┌──

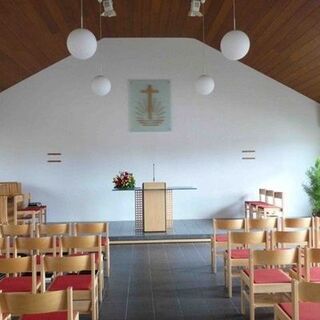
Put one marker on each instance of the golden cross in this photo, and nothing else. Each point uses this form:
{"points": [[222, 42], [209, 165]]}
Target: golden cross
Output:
{"points": [[149, 91]]}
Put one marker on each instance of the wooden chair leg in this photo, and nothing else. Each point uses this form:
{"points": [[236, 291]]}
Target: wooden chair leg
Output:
{"points": [[108, 260], [213, 257], [243, 307], [251, 305], [229, 275]]}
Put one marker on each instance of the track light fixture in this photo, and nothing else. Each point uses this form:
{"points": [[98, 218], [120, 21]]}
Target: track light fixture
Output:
{"points": [[195, 8], [108, 8]]}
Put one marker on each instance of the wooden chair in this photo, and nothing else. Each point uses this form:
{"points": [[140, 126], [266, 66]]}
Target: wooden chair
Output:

└──

» **Direction**
The pictures in the entries should be left out; output everything else exactly.

» **Correct output**
Put one marker on each instance of the golden cross in this photo, and nothing else. Each point uses this form:
{"points": [[222, 42], [209, 165]]}
Target: golden cross
Output:
{"points": [[149, 91]]}
Put one marker on each instance of the wooden chair leg in this photo, and nothing else. Each point uses this form:
{"points": [[236, 291]]}
Target: wooden chair leg
Output:
{"points": [[108, 260], [213, 257], [243, 307], [251, 305], [229, 275]]}
Put one marker on each instance of the track light fixture in this photo, and nothing else. Each point uses this form:
{"points": [[98, 218], [120, 21]]}
Target: track light fixture
Output:
{"points": [[195, 8], [108, 8]]}
Put one marker on each instance of the wooden chair in this photo, and nothing else. Each point uses this form:
{"points": [[140, 126], [266, 66]]}
Target: wooden chair
Output:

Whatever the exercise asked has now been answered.